Records contained in a dataset:

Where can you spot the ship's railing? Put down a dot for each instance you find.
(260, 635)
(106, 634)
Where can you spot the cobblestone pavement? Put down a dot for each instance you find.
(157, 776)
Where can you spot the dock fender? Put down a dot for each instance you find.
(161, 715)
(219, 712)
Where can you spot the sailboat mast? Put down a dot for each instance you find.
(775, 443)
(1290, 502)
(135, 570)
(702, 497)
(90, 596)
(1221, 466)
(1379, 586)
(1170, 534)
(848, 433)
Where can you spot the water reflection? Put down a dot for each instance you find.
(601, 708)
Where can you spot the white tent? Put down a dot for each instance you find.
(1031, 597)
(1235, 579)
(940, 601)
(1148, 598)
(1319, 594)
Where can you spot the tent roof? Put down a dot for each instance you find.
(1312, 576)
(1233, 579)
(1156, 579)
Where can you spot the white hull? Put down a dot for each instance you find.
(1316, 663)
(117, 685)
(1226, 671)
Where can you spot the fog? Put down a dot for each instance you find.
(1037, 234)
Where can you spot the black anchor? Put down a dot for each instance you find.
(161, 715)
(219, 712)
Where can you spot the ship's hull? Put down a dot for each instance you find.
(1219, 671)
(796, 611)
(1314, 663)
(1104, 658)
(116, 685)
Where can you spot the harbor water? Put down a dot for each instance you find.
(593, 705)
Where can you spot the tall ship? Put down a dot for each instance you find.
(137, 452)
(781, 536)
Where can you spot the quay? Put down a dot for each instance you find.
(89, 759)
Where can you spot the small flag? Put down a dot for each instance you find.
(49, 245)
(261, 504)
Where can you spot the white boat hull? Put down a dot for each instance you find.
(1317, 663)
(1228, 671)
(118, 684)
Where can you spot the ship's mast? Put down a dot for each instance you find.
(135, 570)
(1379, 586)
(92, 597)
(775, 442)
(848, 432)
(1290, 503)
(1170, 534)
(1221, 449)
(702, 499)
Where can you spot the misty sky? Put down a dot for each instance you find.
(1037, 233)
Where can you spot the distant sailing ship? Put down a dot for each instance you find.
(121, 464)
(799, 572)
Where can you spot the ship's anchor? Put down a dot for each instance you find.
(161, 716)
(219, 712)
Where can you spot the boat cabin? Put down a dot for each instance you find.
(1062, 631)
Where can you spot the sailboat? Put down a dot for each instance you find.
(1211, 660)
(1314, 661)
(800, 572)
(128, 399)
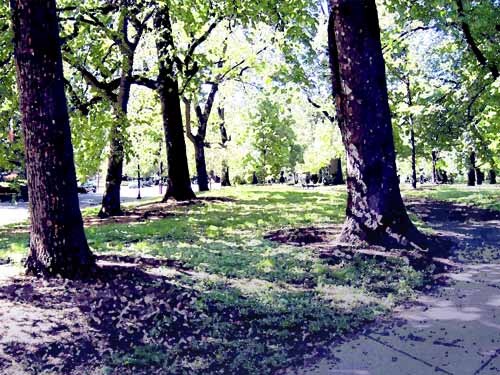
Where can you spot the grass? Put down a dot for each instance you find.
(484, 196)
(260, 305)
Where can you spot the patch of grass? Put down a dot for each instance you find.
(260, 305)
(484, 196)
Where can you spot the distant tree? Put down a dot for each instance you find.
(273, 140)
(57, 240)
(375, 210)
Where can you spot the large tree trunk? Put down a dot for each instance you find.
(201, 164)
(57, 241)
(434, 169)
(226, 181)
(471, 175)
(493, 176)
(179, 183)
(413, 158)
(111, 198)
(412, 137)
(375, 210)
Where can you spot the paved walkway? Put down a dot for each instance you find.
(454, 330)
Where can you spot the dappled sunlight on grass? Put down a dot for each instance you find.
(260, 305)
(484, 196)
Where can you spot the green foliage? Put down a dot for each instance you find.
(254, 306)
(273, 141)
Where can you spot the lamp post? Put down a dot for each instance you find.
(139, 182)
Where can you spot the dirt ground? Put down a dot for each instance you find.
(64, 328)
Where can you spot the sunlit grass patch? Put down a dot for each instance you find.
(484, 196)
(259, 305)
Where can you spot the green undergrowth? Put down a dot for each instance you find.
(484, 196)
(260, 306)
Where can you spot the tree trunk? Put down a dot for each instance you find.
(111, 198)
(57, 240)
(201, 164)
(412, 137)
(375, 210)
(413, 158)
(479, 176)
(179, 183)
(225, 175)
(493, 176)
(434, 170)
(471, 175)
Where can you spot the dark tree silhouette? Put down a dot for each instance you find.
(57, 241)
(375, 210)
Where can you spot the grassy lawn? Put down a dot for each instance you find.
(259, 305)
(484, 196)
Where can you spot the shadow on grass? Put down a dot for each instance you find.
(131, 321)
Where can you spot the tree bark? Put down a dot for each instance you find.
(225, 175)
(179, 183)
(493, 177)
(434, 170)
(471, 175)
(57, 240)
(111, 198)
(412, 137)
(201, 164)
(375, 210)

What to produce → What you return must match the records letter for letter, except that the pictures stay out.

Solved problem →
Where can you spot the ship's railing? Put down a dot for each instance you find.
(260, 635)
(106, 634)
Where can you spot the cobblestone pavement? Put down a dot for each instance you find.
(157, 776)
Where can you spot the dock fender? Put down a dot for each instance you find.
(161, 715)
(219, 712)
Where can you spot the sailboat mast? Put down a dot for each instance you find.
(775, 443)
(1290, 502)
(135, 570)
(702, 497)
(90, 596)
(1221, 466)
(1379, 586)
(1170, 534)
(848, 433)
Where can you spot the water reflection? Put down a dot for each instance you find.
(601, 708)
Where can you spot the white tent? Put down a dot for each instance you find.
(1031, 597)
(1235, 579)
(940, 601)
(1148, 598)
(1319, 594)
Where can you spot the tent roof? Put down a dot for each instance you find.
(1312, 576)
(1233, 579)
(1156, 579)
Where can you spot the white hull? Put down a dot for each instance you find.
(1316, 663)
(117, 685)
(1226, 671)
Where can you spot the fog? Put down a dot for each instance you find.
(1037, 234)
Where can you spot the black anchor? Put down a dot for each instance you find.
(161, 715)
(219, 712)
Where can you spot the ship's hull? Put down a dot for each instance you find.
(1219, 671)
(796, 611)
(1314, 663)
(1104, 658)
(116, 685)
Where can you spot the harbor water? Put down a dot for each instance you find.
(593, 705)
Where can you spot the tall ship? Put down a dot for each instance you find.
(137, 452)
(781, 536)
Where can you spot the quay? Put down a dot for each instance you find.
(89, 759)
Where can you spot the small flag? Put down a dot for each instance you find.
(49, 245)
(261, 504)
Where can you spot the white boat hull? Put down a dot for each instance you find.
(1317, 663)
(1228, 671)
(118, 684)
Where can you spot the ship's mast? Put down a dot for each instance you find.
(135, 570)
(1379, 586)
(92, 597)
(775, 442)
(848, 432)
(1290, 503)
(1170, 534)
(1221, 449)
(702, 499)
Where can you spot the misty sky? Put down a dot for each instance you find.
(1037, 233)
Where can you spot the distant sailing ship? Put down a dot for each instance you find.
(121, 464)
(799, 572)
Where can you spot the ship's anchor? Put down a dot for each instance you find.
(161, 716)
(219, 712)
Where can you spot the boat cabin? Put down a dot for each instance you find.
(1062, 631)
Where can you spot the sailboat? Put down a dot for each instance you find.
(1211, 660)
(1314, 661)
(800, 572)
(128, 399)
Where can you spot the grass? Put down a dot for each instance you find.
(484, 196)
(260, 305)
Where can you spot the patch of grass? Put down a dot for each instance you find.
(260, 305)
(484, 196)
Where can you spot the distant tree? Put down a dot for each instance you find.
(273, 140)
(57, 240)
(375, 210)
Where can you spot the large tree trunk? Put down a dot for each instance you find.
(201, 164)
(57, 241)
(434, 169)
(226, 181)
(471, 175)
(493, 176)
(179, 183)
(413, 158)
(111, 198)
(412, 137)
(375, 210)
Where can you spot the paved walkway? Put down a dot for each instance you find.
(454, 330)
Where can you spot the dappled sunlight on grass? Put down a dot for each instance you find.
(260, 305)
(484, 196)
Where can you spot the green foliage? Put down a dot for each instance you find.
(254, 306)
(273, 141)
Where can you spot the lamp post? Put down a dot for each instance you find.
(139, 182)
Where can you spot the dirt ground? Put down a dot for each instance you find.
(64, 328)
Where can you spot the sunlit grass patch? Put down a dot for each instance you find.
(484, 196)
(259, 305)
Where can you spot the green undergrowth? Put down a dot for each instance you find.
(484, 196)
(260, 306)
Where can you spot the tree trunk? Put down a dot for each instance you find.
(111, 198)
(57, 240)
(201, 164)
(412, 137)
(375, 210)
(413, 158)
(479, 176)
(179, 183)
(225, 175)
(493, 176)
(434, 170)
(471, 175)
Where can you spot the dark tree silhouette? Put down a dot for each instance you find.
(57, 241)
(375, 210)
Where can you spot the grassy lawn? Put down a dot for each instance you find.
(259, 305)
(484, 196)
Where can you spot the shadow on grass? Put down a dot for each instance you find.
(131, 321)
Where can you spot the tree bark? Put down a dot for each instance you find.
(225, 175)
(179, 183)
(493, 177)
(434, 170)
(471, 175)
(57, 240)
(111, 198)
(412, 137)
(201, 164)
(375, 210)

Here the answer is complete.